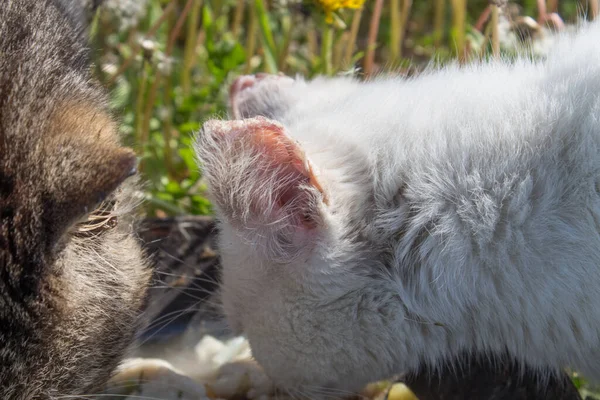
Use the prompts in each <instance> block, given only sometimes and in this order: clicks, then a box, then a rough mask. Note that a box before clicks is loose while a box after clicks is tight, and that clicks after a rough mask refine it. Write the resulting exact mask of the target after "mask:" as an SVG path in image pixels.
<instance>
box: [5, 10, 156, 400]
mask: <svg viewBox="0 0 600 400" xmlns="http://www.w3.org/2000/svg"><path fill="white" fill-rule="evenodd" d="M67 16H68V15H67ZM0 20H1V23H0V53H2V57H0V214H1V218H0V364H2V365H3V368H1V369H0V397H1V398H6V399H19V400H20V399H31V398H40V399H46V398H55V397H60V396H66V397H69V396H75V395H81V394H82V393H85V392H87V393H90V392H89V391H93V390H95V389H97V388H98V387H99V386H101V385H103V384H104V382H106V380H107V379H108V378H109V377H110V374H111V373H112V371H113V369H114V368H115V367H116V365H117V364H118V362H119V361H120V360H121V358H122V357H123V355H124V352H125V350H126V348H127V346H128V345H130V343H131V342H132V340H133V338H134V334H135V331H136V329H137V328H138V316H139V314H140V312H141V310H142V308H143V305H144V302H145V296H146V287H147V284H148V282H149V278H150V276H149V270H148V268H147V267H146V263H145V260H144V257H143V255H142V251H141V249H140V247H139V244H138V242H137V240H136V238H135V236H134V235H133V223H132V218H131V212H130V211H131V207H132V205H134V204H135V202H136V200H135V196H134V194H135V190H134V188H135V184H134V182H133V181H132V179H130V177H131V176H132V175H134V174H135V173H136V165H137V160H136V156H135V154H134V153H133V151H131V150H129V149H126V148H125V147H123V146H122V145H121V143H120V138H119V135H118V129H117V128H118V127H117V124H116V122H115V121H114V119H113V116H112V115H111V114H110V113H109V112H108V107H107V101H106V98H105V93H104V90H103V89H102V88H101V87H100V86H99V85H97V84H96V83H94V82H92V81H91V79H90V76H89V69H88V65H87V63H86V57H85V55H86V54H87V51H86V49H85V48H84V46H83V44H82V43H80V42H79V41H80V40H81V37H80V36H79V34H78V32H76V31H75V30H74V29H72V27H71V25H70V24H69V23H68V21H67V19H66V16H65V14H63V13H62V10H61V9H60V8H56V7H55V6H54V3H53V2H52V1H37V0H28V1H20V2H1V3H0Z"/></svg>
..............................
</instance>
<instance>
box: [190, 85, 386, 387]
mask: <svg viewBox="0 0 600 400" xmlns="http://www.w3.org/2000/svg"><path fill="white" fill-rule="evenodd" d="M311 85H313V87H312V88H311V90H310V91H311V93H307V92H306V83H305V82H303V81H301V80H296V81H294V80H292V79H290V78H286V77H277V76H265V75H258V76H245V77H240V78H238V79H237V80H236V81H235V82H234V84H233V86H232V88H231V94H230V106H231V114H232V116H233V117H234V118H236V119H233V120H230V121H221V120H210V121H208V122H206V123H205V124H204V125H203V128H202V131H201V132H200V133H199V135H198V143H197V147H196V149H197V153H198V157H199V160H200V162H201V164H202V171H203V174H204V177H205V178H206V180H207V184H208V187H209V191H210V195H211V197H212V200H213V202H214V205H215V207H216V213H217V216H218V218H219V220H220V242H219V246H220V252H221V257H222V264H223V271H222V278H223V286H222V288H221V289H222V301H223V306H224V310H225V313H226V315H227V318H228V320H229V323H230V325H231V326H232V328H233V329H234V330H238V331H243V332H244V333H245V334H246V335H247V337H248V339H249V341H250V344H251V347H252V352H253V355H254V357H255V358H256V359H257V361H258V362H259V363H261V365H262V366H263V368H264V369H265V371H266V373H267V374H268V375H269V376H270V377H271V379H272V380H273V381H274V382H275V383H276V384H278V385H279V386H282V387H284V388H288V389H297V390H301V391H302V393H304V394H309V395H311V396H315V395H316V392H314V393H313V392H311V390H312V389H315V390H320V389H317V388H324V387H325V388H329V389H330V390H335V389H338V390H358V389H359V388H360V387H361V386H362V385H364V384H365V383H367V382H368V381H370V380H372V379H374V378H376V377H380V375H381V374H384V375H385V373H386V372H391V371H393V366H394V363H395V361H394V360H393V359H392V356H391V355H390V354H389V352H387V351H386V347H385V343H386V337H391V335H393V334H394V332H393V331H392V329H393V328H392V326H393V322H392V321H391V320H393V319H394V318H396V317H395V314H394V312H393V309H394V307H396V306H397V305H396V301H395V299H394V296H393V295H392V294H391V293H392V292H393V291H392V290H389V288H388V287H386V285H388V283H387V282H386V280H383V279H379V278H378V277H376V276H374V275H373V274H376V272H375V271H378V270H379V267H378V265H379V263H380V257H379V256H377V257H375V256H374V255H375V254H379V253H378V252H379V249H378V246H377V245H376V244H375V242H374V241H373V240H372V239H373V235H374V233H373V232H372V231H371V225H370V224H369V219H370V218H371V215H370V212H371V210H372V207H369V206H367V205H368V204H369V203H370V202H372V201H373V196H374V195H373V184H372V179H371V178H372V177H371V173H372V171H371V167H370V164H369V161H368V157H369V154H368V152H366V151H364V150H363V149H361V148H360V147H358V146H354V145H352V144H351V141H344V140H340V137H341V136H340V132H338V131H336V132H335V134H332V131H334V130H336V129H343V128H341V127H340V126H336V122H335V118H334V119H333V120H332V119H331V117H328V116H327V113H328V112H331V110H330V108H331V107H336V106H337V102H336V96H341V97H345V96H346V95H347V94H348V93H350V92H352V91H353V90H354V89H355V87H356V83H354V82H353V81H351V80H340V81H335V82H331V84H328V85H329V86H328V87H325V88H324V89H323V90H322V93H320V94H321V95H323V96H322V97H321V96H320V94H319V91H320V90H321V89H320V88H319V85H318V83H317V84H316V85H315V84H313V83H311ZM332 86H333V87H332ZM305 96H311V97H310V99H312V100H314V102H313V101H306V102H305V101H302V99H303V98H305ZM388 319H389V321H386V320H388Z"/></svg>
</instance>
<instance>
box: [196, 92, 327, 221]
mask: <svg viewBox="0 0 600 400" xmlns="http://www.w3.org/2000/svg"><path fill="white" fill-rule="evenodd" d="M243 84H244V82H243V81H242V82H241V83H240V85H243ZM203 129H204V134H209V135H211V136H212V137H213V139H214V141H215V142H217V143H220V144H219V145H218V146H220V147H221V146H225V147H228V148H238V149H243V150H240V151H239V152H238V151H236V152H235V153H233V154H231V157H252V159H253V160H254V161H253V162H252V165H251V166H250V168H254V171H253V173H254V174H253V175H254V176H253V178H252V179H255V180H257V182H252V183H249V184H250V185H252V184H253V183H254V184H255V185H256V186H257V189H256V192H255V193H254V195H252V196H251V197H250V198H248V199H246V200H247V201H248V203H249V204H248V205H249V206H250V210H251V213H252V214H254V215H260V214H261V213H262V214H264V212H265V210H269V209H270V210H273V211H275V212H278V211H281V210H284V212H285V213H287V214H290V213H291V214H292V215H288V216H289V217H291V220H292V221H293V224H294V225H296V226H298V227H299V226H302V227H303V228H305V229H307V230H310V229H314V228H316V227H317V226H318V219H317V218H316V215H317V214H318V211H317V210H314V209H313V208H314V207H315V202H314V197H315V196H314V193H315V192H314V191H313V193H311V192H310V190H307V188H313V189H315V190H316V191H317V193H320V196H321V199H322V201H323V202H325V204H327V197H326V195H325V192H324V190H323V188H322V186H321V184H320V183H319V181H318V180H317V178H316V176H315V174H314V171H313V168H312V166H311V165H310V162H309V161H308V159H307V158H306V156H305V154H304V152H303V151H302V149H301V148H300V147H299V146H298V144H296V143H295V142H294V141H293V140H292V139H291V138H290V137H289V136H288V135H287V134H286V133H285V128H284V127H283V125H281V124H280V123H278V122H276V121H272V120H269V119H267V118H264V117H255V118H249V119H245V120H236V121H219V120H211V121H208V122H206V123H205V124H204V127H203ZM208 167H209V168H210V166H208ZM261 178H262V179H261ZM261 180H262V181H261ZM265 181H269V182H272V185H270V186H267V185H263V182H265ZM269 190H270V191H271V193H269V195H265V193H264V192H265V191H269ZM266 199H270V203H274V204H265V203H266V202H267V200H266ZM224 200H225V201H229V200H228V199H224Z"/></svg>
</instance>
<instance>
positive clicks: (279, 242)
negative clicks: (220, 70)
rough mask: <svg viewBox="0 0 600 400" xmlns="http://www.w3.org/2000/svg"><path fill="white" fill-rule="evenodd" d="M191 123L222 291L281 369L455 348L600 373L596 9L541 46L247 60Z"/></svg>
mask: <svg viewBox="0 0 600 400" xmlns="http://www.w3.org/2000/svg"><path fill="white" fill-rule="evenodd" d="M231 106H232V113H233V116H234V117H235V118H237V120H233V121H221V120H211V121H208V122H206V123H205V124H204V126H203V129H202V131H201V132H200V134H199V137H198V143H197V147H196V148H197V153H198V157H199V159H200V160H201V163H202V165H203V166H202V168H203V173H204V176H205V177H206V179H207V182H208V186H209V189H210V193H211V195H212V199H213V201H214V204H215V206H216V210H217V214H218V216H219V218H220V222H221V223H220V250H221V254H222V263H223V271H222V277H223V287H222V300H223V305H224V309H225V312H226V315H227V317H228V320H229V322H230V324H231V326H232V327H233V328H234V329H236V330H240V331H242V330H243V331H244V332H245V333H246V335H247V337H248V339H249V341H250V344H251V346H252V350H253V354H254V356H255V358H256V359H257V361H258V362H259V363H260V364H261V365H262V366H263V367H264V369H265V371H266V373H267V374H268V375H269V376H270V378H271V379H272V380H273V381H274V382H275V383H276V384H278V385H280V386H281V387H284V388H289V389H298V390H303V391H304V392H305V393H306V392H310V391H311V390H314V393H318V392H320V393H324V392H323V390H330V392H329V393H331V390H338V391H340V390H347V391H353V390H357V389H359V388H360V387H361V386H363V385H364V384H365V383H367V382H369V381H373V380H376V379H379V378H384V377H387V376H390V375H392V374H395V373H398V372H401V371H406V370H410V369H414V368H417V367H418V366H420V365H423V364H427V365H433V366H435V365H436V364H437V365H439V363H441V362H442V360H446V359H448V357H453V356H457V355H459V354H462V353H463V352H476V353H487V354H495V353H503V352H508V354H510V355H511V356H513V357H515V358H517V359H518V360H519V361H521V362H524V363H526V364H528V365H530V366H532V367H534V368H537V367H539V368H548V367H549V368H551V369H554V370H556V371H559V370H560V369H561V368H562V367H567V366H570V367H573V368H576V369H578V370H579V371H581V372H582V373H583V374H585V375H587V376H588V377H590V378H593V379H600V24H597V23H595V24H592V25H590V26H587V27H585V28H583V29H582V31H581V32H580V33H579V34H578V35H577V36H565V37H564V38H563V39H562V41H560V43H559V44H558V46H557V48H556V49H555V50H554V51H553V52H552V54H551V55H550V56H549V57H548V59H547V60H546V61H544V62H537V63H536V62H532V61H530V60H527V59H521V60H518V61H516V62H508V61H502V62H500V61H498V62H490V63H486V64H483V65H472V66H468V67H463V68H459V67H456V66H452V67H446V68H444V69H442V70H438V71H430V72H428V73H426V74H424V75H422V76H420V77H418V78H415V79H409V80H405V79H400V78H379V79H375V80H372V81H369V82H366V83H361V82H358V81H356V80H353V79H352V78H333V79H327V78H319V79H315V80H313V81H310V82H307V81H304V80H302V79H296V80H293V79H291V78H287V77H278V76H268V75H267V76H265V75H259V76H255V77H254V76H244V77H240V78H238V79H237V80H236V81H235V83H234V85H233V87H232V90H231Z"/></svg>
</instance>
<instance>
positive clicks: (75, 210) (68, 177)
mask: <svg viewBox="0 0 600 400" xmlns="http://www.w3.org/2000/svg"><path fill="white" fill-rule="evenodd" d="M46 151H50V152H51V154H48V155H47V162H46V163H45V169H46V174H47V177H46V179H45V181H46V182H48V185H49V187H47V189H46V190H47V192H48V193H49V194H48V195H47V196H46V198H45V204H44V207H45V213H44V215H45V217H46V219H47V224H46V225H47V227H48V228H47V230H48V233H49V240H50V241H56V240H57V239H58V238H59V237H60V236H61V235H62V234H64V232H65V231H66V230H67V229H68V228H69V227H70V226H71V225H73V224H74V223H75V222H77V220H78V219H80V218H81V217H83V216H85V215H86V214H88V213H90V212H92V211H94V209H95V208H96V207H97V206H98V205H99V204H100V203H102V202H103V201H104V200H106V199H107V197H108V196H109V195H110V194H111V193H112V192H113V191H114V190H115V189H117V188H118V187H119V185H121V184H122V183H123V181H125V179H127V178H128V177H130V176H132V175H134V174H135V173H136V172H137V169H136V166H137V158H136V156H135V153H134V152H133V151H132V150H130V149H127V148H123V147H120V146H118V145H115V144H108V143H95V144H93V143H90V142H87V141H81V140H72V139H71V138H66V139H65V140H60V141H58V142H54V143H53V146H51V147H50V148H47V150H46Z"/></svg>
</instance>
..............................
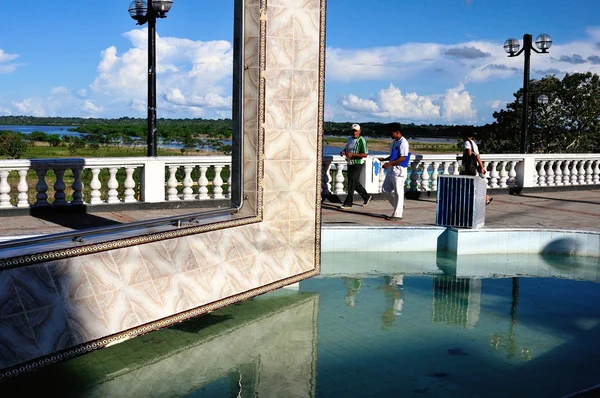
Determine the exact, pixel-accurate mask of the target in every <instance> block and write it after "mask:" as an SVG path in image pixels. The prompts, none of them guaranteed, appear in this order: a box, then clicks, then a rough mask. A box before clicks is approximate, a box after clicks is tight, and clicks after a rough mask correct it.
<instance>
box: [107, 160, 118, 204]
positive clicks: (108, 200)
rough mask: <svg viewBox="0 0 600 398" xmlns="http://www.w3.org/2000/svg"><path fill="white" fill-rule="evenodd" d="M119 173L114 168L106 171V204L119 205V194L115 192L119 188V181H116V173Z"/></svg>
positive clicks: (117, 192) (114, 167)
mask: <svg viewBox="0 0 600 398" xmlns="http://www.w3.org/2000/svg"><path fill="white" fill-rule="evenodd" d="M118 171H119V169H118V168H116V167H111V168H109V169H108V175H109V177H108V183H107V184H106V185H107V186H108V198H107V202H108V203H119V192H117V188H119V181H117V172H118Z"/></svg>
..............................
◆ WORK TO BE COMPLETED: When a line among the entries contains "block", pull that line out.

◆ PROBLEM SOLUTION:
Use the prompts in each <instance> block, given only sometimes and in this order: clicks, then a box, then a rough mask. Note that a box before clicks is loose while a box after clicks is tight, and that clicks after a rough mask refine it. Write the resulting exact mask of the target after "mask:" as an SVG path in image pixels.
Determine the exact, pixel-accurate mask of the target in every <instance> block and write it after "mask:" as an SVG path in image pixels. The prompts, none of them guaranteed, appear in this order: a box, then clicks, then a rough mask. A box before clicks is approximate, a box after clicks is tight, and clicks after a rough mask correct it.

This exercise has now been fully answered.